Given request: Show each line of the material below that contains the string "streaked", counting uppercase and lowercase letters as different.
⟨
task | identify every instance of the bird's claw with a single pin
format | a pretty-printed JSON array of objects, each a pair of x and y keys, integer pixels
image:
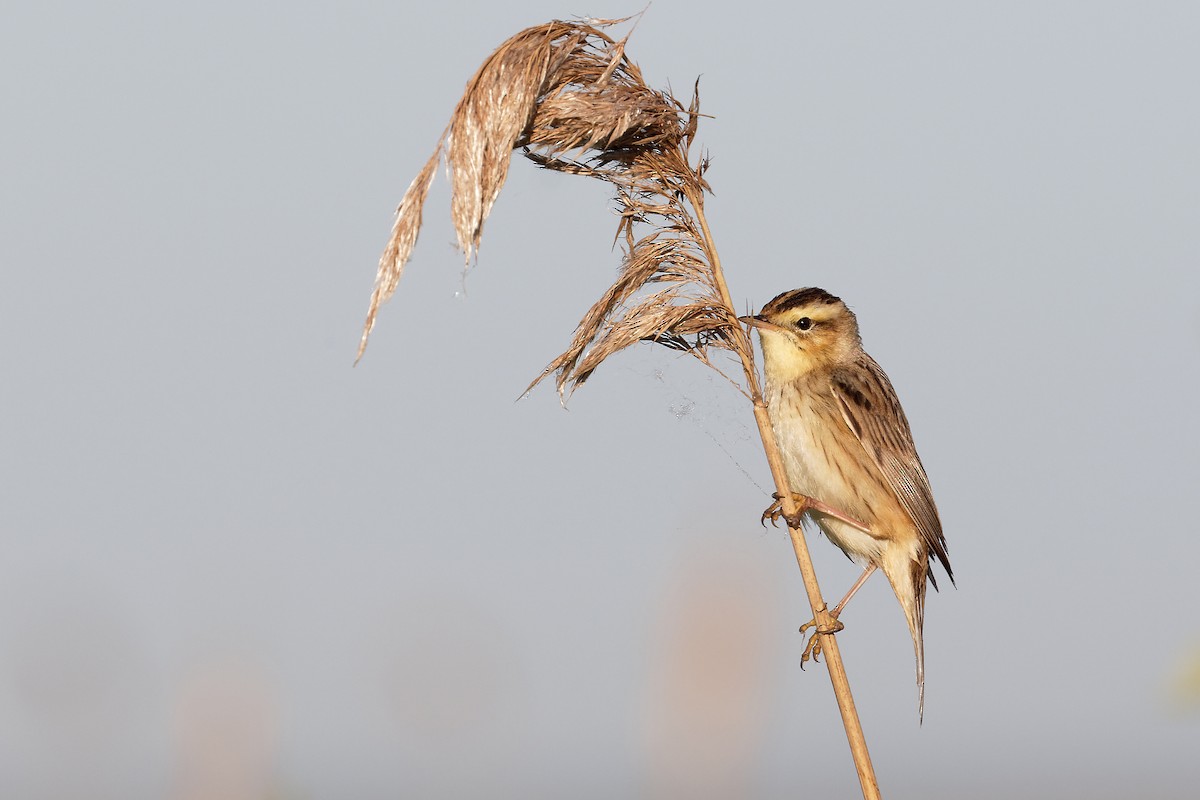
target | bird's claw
[
  {"x": 813, "y": 649},
  {"x": 775, "y": 510}
]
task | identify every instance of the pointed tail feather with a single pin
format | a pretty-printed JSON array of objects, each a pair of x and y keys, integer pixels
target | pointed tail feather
[{"x": 907, "y": 579}]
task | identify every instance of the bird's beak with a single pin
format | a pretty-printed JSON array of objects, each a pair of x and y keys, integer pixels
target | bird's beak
[{"x": 760, "y": 323}]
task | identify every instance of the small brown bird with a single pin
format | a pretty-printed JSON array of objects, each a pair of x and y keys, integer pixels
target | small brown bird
[{"x": 849, "y": 451}]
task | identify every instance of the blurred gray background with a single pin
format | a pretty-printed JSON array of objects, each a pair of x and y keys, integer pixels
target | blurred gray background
[{"x": 234, "y": 566}]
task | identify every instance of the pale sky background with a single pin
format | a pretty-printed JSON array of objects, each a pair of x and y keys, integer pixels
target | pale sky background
[{"x": 234, "y": 566}]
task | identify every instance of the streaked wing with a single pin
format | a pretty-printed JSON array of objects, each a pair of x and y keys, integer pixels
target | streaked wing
[{"x": 873, "y": 411}]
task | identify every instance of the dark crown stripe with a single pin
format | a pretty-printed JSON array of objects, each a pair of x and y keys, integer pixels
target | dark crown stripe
[{"x": 797, "y": 298}]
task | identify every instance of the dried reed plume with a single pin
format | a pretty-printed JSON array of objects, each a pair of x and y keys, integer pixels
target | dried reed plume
[{"x": 567, "y": 96}]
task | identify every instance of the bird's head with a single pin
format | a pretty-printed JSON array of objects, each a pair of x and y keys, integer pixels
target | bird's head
[{"x": 805, "y": 330}]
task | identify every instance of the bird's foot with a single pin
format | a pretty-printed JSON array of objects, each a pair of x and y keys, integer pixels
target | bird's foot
[
  {"x": 804, "y": 503},
  {"x": 813, "y": 649}
]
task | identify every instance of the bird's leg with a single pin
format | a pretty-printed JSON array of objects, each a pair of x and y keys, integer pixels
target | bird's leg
[
  {"x": 803, "y": 503},
  {"x": 814, "y": 647}
]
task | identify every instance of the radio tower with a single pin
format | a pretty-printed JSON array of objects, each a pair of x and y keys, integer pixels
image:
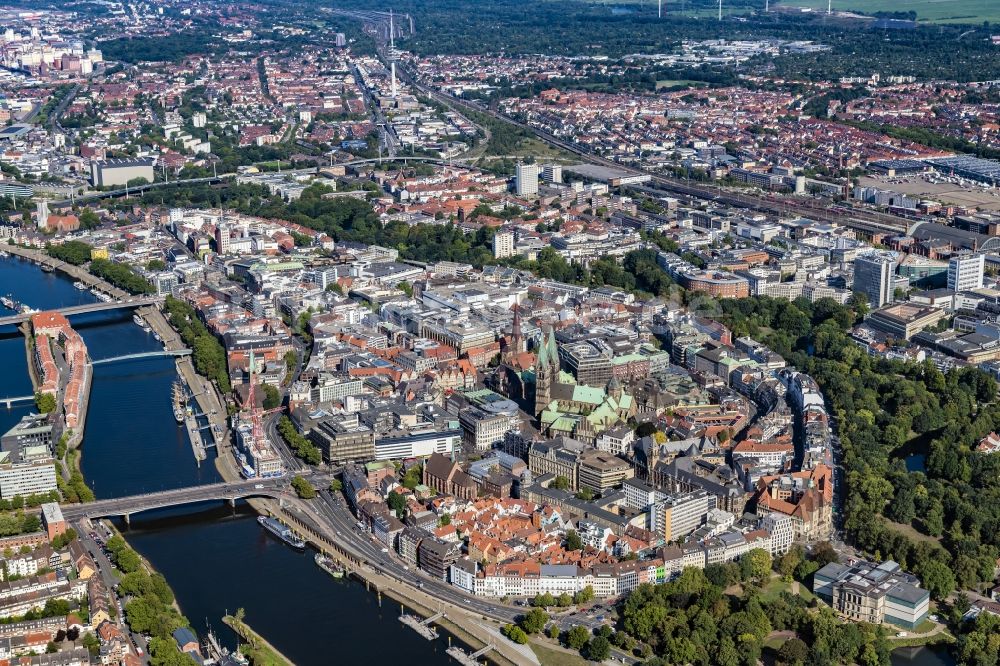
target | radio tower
[{"x": 258, "y": 430}]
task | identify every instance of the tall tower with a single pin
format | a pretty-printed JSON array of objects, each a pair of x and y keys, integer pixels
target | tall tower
[
  {"x": 392, "y": 53},
  {"x": 543, "y": 381},
  {"x": 546, "y": 372},
  {"x": 516, "y": 340}
]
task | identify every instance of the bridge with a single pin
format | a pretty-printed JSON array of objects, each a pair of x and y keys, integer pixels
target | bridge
[
  {"x": 130, "y": 357},
  {"x": 21, "y": 398},
  {"x": 223, "y": 491},
  {"x": 86, "y": 309}
]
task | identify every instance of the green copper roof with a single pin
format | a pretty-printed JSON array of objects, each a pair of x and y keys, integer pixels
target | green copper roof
[{"x": 588, "y": 394}]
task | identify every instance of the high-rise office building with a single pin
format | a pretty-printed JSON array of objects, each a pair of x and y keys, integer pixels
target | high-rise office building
[
  {"x": 552, "y": 173},
  {"x": 526, "y": 179},
  {"x": 874, "y": 276},
  {"x": 503, "y": 244},
  {"x": 965, "y": 271}
]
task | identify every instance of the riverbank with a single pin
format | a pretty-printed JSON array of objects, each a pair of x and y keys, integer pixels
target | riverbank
[{"x": 257, "y": 649}]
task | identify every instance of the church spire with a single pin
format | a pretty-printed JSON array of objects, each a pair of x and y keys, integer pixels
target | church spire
[{"x": 515, "y": 331}]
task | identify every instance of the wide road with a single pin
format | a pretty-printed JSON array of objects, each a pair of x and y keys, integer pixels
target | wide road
[
  {"x": 863, "y": 219},
  {"x": 334, "y": 510},
  {"x": 120, "y": 506}
]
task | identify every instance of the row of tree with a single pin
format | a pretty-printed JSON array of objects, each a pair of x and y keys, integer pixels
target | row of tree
[{"x": 209, "y": 355}]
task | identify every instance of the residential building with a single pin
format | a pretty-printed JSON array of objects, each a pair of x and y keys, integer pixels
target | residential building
[
  {"x": 680, "y": 514},
  {"x": 965, "y": 272},
  {"x": 526, "y": 179}
]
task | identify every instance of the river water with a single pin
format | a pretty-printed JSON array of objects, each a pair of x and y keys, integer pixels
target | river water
[{"x": 215, "y": 558}]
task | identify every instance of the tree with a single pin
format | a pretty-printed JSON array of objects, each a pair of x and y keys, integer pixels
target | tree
[
  {"x": 45, "y": 402},
  {"x": 291, "y": 360},
  {"x": 534, "y": 621},
  {"x": 584, "y": 595},
  {"x": 598, "y": 649},
  {"x": 272, "y": 397},
  {"x": 937, "y": 578},
  {"x": 92, "y": 644},
  {"x": 543, "y": 600},
  {"x": 577, "y": 637},
  {"x": 793, "y": 652},
  {"x": 514, "y": 633},
  {"x": 756, "y": 564},
  {"x": 397, "y": 503},
  {"x": 303, "y": 488},
  {"x": 128, "y": 561},
  {"x": 824, "y": 553}
]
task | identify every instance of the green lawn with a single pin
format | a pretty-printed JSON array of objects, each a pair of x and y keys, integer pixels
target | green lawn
[
  {"x": 550, "y": 657},
  {"x": 935, "y": 11},
  {"x": 774, "y": 589},
  {"x": 674, "y": 83}
]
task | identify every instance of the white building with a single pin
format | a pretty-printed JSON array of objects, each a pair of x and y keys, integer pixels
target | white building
[
  {"x": 874, "y": 276},
  {"x": 552, "y": 173},
  {"x": 27, "y": 478},
  {"x": 503, "y": 244},
  {"x": 965, "y": 272},
  {"x": 526, "y": 179},
  {"x": 680, "y": 514},
  {"x": 417, "y": 444}
]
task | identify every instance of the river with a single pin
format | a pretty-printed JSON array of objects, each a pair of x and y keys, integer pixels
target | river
[{"x": 215, "y": 558}]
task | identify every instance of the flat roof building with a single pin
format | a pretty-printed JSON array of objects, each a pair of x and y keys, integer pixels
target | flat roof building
[{"x": 875, "y": 593}]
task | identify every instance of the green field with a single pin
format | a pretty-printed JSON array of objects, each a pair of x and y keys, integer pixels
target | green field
[
  {"x": 934, "y": 11},
  {"x": 675, "y": 83}
]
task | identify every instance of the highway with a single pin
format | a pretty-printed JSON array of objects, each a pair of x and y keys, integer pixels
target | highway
[
  {"x": 333, "y": 509},
  {"x": 86, "y": 308},
  {"x": 862, "y": 219},
  {"x": 225, "y": 490}
]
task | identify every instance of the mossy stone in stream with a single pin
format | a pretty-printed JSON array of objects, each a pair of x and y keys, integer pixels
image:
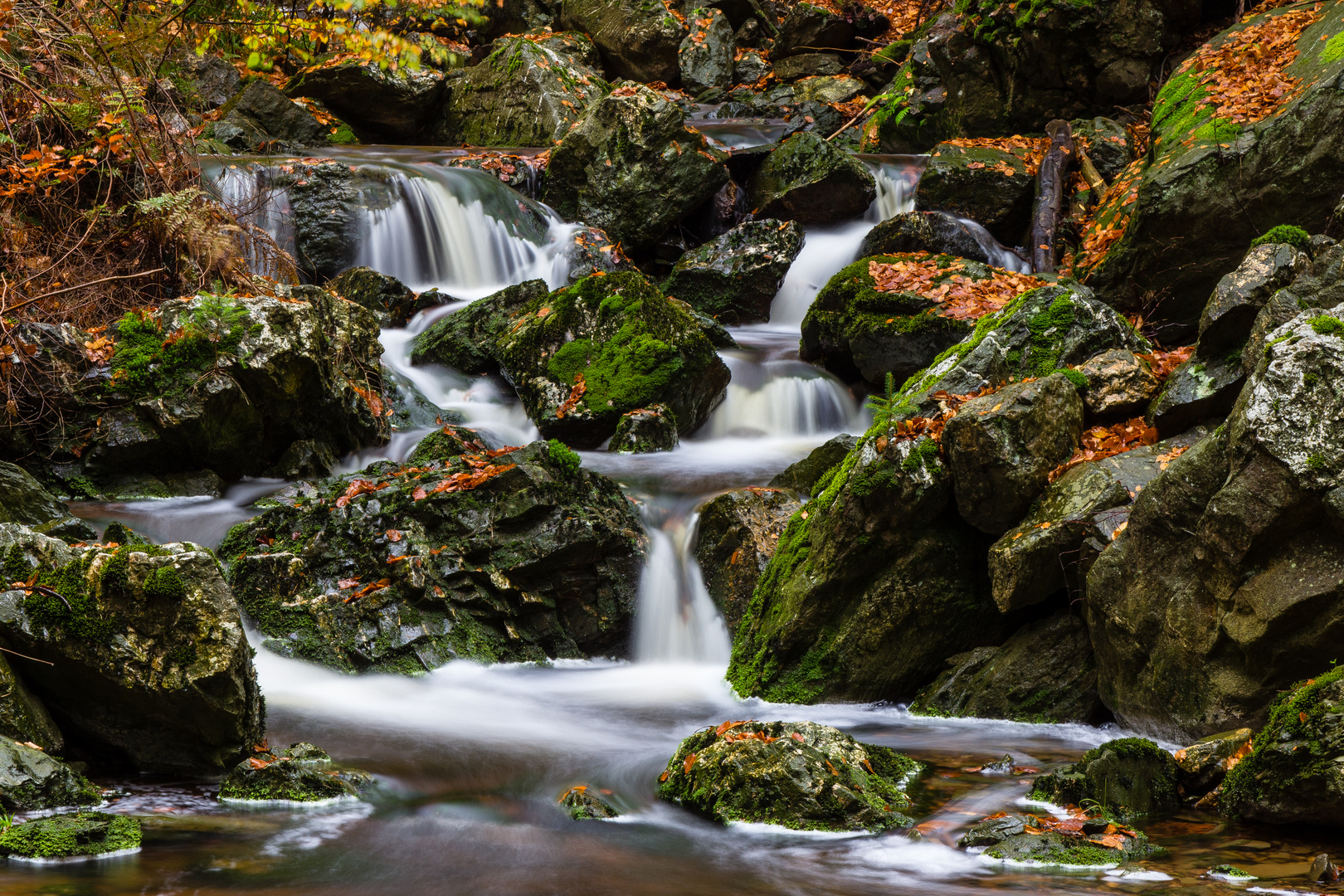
⟩
Solution to this exercise:
task | identify every instance of the streaked wing with a single pin
target | streaked wing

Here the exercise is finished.